**Goal:** Resume the account of the rainy night when the park's haunted houses and scare zones shut down early, writing on from its final sentence.

== Excerpted text

Eventually around 7:30/8:00 we exited the speakeasy from our 6:00 reservation. No complains to the new show, they always do a great job in there. At this time there were actually scare actors out in Scary Tale Road, so we assumed it had switched to business as usual, just a slow start due to rain. Boy were we wrong. After we stopped at Festhaus for a late snack, we decided to walk over and see if we could do a run on Clown Town since when we did it on Thursday there were all of 3 actors inside. When we got there, we noticed it was closed. While unfortunate, we wrote it off as the park closing the outdoor houses due to the weather. We then began walking around to Italy, where we noticed Gorgon Gardens had no actors. At this point it was around 8:30, we had seen actors in Scary Tale Road at 7:30-8:00, so we got a bit confused. Thought maybe everyone was on break. We kept walking and this time cut through Festa just to check things out. No actors out in the Festa scarezone (which at the moment is so unmemorable I cannot even tell you the name of it) and we continued up the hill, sure enough, Death Water Bayou was closed. To us this was no surprise, just assumed it was in line with Clown Town, outdoor houses are closed. We then walked towards Pompeii because we did not take the time on Thursday to go through Lost Mines. We thought for sure this would be open due to being indoors. Boy were we wrong. As we got off the bridge and started to round the corner, we noticed scare actors were out in an area they are not supposed to be out in. Turns out Lost Mines was indeed closed, and all of the scare actors were out on the path immediately outside the house. At this point it started to sink in to me what was happening, the weather drove away most attendance tonight, and the park, after trying to resume normal operations, gave up in the middle because their monetary projections were not up to par. Just to confirm my hypothesis, we walked over to Killarney, and shocker, Killarney Diner was closed as well. I do not know of a house more indoors than Killarney Diner, if that cannot operate in the rain, I don't know what can. At this point we come to our third isolated decision, "not many guests are coming to the park tonight, lets shut down the houses and scare zones early to send a large amount of hourly employees home and offset the loss".

====
== Record set

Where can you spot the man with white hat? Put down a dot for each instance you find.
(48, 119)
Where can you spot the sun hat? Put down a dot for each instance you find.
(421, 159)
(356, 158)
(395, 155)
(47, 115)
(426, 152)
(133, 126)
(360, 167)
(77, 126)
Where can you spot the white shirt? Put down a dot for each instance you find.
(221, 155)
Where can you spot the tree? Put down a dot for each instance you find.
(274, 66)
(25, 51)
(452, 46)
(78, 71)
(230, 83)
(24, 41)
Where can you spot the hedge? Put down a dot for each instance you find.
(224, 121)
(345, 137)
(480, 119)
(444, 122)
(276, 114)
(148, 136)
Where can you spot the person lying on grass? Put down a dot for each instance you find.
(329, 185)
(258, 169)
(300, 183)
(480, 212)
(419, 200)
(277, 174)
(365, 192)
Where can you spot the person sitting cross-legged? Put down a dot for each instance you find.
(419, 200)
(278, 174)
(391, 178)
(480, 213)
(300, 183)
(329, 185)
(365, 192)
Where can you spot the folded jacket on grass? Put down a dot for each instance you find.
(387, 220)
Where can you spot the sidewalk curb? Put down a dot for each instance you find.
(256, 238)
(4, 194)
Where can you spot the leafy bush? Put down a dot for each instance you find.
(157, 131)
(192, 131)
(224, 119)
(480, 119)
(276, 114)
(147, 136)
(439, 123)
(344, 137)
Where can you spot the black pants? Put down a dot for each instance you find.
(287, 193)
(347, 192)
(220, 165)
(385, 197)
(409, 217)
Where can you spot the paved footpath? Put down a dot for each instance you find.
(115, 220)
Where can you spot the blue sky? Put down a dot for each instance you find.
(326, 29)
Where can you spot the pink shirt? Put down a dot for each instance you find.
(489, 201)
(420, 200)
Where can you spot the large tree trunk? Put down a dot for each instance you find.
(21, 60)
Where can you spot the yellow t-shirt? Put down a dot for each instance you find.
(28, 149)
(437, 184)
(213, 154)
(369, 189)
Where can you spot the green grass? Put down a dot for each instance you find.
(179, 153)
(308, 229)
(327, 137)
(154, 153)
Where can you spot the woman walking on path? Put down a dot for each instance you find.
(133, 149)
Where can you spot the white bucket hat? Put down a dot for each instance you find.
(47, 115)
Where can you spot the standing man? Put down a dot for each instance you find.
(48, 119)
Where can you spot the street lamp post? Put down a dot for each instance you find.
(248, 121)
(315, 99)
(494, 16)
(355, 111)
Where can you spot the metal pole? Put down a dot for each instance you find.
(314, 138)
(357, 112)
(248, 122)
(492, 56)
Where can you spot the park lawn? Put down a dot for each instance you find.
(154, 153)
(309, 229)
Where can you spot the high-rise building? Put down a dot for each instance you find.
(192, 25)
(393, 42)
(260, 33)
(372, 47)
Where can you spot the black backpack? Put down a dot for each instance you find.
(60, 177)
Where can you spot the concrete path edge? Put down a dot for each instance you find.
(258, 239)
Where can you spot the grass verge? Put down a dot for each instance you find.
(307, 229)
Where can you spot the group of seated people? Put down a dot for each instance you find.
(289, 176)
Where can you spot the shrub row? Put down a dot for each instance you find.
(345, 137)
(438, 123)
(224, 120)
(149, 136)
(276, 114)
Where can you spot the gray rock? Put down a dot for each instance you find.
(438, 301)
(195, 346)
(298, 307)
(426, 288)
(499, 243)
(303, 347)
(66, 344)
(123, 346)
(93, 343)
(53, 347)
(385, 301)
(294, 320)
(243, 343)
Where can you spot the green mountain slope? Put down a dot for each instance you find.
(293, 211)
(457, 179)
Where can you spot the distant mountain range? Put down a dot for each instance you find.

====

**Written reply:**
After we realized everything had been shuttered, we were browsing Emerald Isle and decided to give up for the night and just start back up tomorrow (I know, a Saturday, how dare we). As an out-of-towner, I always stay at Kingsmill, so we called Patriot Shuttle around 8:45 for a pickup back to Kingsmill. It was at this point that Patriot Shuttle notified me that the park was now closing at 9:00, so they were picking everyone up anyway. This stunned me. I had been checking all social media, checking the app, and listening to the announcements. At no point did I hear an announcement that the park had adjusted their closing time from 11:00 to 9:00. As I write this now, their Instagram, Twitter, and app have no mention whatsoever. The fact that I found out from a local company is shocking. We immediately proceeded to the exit and as we boarded our shuttle, at 9:00, an announcement came over the speakers saying the park is now closed. So the previous isolated decision had been elevated to "you know what, there aren't many people showing up beyond the hundreds already here, lets just close down and kick them out". Again, each one of these decisions in isolation I can see the reasoning for. The problem I have is the compounding incompetency when you step back and look at the whole picture.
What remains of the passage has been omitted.